(Saved entries)

☆ ☆ ☆ ☆ ☆

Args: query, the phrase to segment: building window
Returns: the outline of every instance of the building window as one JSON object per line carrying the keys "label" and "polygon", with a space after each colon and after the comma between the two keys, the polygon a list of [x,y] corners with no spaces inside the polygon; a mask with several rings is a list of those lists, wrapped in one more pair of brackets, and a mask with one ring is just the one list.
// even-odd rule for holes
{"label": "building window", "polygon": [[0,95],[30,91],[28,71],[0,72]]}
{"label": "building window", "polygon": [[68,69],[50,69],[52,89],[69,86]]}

☆ ☆ ☆ ☆ ☆

• _Your objective_
Start at the first line of the entries above. Set down each line exactly through the one with "Returns: the outline", and stop there.

• _Result of the task_
Args: query, the phrase to segment: building window
Returns: the outline of every instance of the building window as one JSON object per line carrying the keys "label" and "polygon", with a space after each colon and after the comma between the two keys, the polygon a list of [x,y] corners with no spaces inside the polygon; a mask with several rings is a list of those lists, wrapped in one more pair of brackets, and a mask with one ring is just the one list.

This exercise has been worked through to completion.